### EXERCISE REQUIREMENTS
Print the listing below verbatim, reproducing every line in full and without any alteration.

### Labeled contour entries
# # # #

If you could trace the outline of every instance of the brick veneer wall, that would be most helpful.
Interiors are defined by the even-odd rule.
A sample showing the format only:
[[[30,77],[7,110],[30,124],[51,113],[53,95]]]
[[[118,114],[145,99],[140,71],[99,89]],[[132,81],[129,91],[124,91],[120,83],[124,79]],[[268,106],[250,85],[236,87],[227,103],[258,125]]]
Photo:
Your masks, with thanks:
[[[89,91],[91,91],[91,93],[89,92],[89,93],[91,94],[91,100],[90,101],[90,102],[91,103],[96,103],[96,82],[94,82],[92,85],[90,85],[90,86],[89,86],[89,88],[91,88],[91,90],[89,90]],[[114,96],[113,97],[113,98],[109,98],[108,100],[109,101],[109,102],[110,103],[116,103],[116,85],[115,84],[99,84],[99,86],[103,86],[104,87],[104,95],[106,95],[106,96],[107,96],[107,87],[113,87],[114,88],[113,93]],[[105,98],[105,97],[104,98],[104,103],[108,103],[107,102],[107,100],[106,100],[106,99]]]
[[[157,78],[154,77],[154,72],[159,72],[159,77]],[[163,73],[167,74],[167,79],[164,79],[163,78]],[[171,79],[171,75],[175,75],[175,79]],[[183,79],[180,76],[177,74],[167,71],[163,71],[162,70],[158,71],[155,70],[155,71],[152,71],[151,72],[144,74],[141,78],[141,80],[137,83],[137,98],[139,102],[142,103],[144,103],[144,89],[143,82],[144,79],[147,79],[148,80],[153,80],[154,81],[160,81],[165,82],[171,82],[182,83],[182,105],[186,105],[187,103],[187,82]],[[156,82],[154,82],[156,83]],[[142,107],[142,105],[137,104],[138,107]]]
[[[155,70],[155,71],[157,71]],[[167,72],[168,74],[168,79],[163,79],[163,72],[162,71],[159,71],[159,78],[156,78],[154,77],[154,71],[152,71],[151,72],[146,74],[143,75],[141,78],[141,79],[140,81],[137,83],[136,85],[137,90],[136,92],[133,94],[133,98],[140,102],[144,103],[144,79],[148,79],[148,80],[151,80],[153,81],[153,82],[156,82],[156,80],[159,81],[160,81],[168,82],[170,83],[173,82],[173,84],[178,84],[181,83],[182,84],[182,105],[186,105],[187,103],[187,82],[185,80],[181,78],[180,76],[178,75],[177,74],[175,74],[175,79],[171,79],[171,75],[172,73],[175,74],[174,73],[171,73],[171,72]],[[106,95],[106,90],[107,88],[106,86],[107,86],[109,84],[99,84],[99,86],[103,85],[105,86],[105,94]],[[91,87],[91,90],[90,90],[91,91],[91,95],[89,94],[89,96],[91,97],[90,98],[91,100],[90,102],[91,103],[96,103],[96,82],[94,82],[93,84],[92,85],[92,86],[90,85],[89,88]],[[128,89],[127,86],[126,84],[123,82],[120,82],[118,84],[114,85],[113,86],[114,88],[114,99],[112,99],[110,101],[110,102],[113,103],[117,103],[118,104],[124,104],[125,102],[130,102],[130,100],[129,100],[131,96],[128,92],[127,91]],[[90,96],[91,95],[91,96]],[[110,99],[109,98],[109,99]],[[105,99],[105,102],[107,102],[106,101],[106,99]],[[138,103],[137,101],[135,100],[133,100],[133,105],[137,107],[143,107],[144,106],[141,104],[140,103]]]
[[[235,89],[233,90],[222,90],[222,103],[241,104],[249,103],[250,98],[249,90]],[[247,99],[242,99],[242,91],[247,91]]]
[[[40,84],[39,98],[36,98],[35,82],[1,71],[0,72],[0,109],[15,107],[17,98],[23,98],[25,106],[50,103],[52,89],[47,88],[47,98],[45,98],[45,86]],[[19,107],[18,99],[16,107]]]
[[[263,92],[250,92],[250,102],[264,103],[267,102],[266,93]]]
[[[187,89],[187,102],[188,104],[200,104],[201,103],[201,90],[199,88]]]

# # # #

### FULL SOLUTION
If you could trace the outline of every instance of the brick veneer wall, that would be most helpful.
Interiors are defined by the even-odd rule.
A sample showing the format only:
[[[30,77],[7,110],[30,124],[51,113],[53,95]]]
[[[118,114],[145,99],[140,71],[99,89]],[[132,81],[129,91],[124,91],[120,83],[124,79]],[[268,106],[250,85],[236,87],[227,103],[258,125]]]
Photo:
Your masks, with thanks:
[[[89,91],[91,91],[91,93],[89,92],[89,93],[91,94],[91,100],[90,101],[90,102],[91,103],[96,103],[96,82],[94,82],[92,85],[90,85],[90,86],[89,86],[89,88],[91,88],[91,90],[89,90]],[[114,96],[113,97],[113,98],[109,98],[108,100],[109,101],[109,102],[110,103],[116,103],[116,85],[115,84],[99,84],[99,86],[103,86],[104,87],[104,95],[106,95],[106,96],[107,96],[107,87],[113,87],[114,88],[113,93]],[[105,98],[105,97],[104,98],[104,103],[108,103],[107,102],[107,100],[106,100],[106,99]]]
[[[157,78],[154,77],[154,72],[159,72],[159,77]],[[163,73],[167,74],[167,79],[164,79],[163,78]],[[171,79],[171,75],[175,75],[175,79]],[[183,79],[180,76],[177,74],[167,71],[163,71],[162,70],[158,71],[155,70],[155,71],[152,71],[151,72],[144,74],[141,78],[141,80],[137,83],[137,98],[139,102],[142,103],[144,103],[144,89],[143,82],[144,79],[147,79],[148,80],[153,80],[154,81],[160,81],[165,82],[171,82],[182,83],[182,105],[186,105],[187,103],[187,82]],[[156,82],[154,82],[156,83]],[[142,107],[142,105],[137,104],[138,107]]]
[[[155,70],[155,71],[157,71]],[[167,72],[168,74],[168,79],[163,79],[163,72],[162,71],[159,71],[159,78],[156,78],[154,77],[154,71],[152,71],[151,72],[146,74],[143,75],[141,78],[141,79],[140,81],[137,83],[136,85],[137,90],[136,92],[133,94],[133,98],[140,102],[144,103],[144,79],[148,79],[148,80],[151,80],[153,81],[153,82],[156,82],[156,80],[159,81],[160,81],[168,82],[170,83],[173,82],[173,84],[178,84],[181,83],[182,84],[182,105],[186,105],[187,103],[187,82],[185,80],[181,78],[180,76],[178,75],[177,74],[175,74],[175,79],[171,79],[171,75],[172,73],[175,74],[174,73],[171,73],[171,72]],[[106,95],[106,90],[107,88],[106,86],[107,86],[109,84],[99,84],[99,86],[103,85],[105,86],[105,94]],[[91,87],[91,90],[90,90],[91,91],[91,95],[89,94],[89,96],[91,97],[90,98],[91,100],[90,102],[91,103],[96,103],[96,82],[94,82],[93,84],[92,85],[92,86],[90,85],[89,88]],[[128,89],[127,86],[126,84],[123,82],[120,82],[118,84],[114,85],[113,86],[114,88],[114,99],[112,99],[110,101],[110,102],[113,103],[117,103],[118,104],[124,104],[125,102],[130,102],[130,100],[129,100],[131,96],[128,92],[127,91]],[[90,96],[91,95],[91,96]],[[110,99],[109,98],[109,99]],[[105,99],[105,102],[107,102],[106,101],[106,99]],[[138,103],[137,101],[135,100],[133,100],[133,105],[137,107],[143,107],[144,106],[141,104],[140,103]]]
[[[235,89],[233,90],[222,90],[222,103],[241,104],[249,103],[250,98],[249,90]],[[247,99],[242,99],[242,91],[247,91]]]
[[[40,84],[39,98],[36,98],[35,82],[1,71],[0,72],[0,109],[15,107],[17,98],[23,98],[25,106],[50,103],[52,89],[47,88],[47,98],[45,98],[45,86]],[[19,107],[18,99],[16,107]]]
[[[263,92],[250,92],[250,102],[264,103],[267,102],[266,93]]]
[[[187,89],[187,102],[188,104],[200,104],[201,103],[201,90],[199,88]]]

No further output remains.